FRAGMENTO DE LA PÁGINA —
# # #
¿Qué emociones se trenzan con los cabellos? ¿Acaso estos duelen? Una obra de teatro plantea la pregunta y desde las butacas muchas y muchos estarán despertando recuerdos como si de malos sueños se tratara.

El cabello no duele. Se puede cortar del todo y no duele. Además, crece de nuevo. Del cuerpo humano, ese pelo es el conjunto de células que más fácilmente puede ser modificado y desechado sin dejar secuelas que afecten la integridad del organismo.
Y sin embargo, propone la dramaturga Katy Bustillos, claro que el cabello duele. Así quisiera decírselo la mujer personaje de Ikiñani a la madre que la ha peinado de niña, que la hecho centro de una rutucha y que no toleraría que de joven esa hija decidiese cortar sus trenzas, pues dónde se ha visto una muru imilla.
Hay una sensibilidad respecto del cabello que cualquier mujer, y también hombre, puede atestiguar. Baste escuchar testimonios sobre madres que cortan el pelo a la hija para disciplinarla, o constatar que hay instituciones y sociedades que vinculan el cabello con desobediencia y que por tanto imponen un corte, un peinado o mandan cubrirlo, para entender que hay una relación entre pelo e imagen, pelo e identidad, hegemonía y pelo, pero también pelo y rebeldía, pelo y autoafirmación.
Por eso y por más, el cabello es materia de investigaciones sociológicas con resultados que llevan a señalar a esas hebras como “un campo de batalla”, “un lugar político”, “una emoción”.
Y seguramente por eso mismo, y por más, la dramaturga Katy Bustillos ha escrito obras en las que el pelo femenino es una sinécdoque.
Katy y el cabello
No es la primera vez que la teatrista boliviana recurre al cabello para crear signos en sus obras de teatro. Y no es la primera vez que sus personajes se lo cortan. Así procede, con un cuchillo, el personaje 1728 –Kane– de ¿Por qué lloras? Los muertos no lloran, y eso hace con enormes tijeras la mujer de pollera de lkiñani. En ambos casos, el cabello es el cuerpo y el espíritu de quienes necesitan y quieren deshacerse de las cargas del “deber ser”.
En ¿Por qué lloras?… Kane no va a dejar de cortarse el cabello. Es la forma que ha hallado para decidir aun en ese infierno de vida –muerte, tristeza, hambre, abandono– y de trabajo –control, explotación, anulación– que lleva en un crematorio donde como otras mujeres es apenas un número.
“Tu cortecito de machito me molesta. Marimacho de mierda”, la insulta el Supervisor que ordena repetidamente a 1728: “Hazte crecer el cabello”, pues para violarla quiere ver a una mujer. Kane se lo corta de todas maneras. “Todos confunden a Kane con un chico, Kane no se molesta. Kane se pone los audífonos”, dice la voz en off.
En Ikiñani, la persona de pollera y cinco mankanchas blancas –que marcan la silueta femenina tanto como el largo cabello suelto– cumple roles como hicieron abuela y madre (¿y tal vez la hija?: la rutucha, las trenzas, el matrimonio, la maternidad, el trabajo en el hogar y en el mercado. Tradición. Destino. Hasta que en cierto ajetreado día ella tropieza en las gradas/calle de La Paz y justo antes de caer es salvada por una mujer que la toma de las trenzas.
# # #
SECCIÓN DE DATOS —
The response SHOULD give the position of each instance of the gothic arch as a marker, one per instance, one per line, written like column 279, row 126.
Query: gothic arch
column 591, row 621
# # #
CONSIGNA DEL EJERCICIO —
Responda estas preguntas a partir del fragmento sobre el cabello en el teatro de Katy Bustillos:
1. ¿Con qué instrumento se corta el cabello el personaje 1728 en la obra ¿Por qué lloras? Los muertos no lloran?
2. ¿Qué le ordena repetidamente el Supervisor a 1728?
3. En Ikiñani, ¿quién salva a la mujer de pollera justo antes de caer y de dónde la toma?
Para resolver el ejercicio no se requiere el listado.

RESPUESTA DEL EJERCICIO —
1. Con un cuchillo.
2. "Hazte crecer el cabello".
3. La salva una mujer que la toma de las trenzas.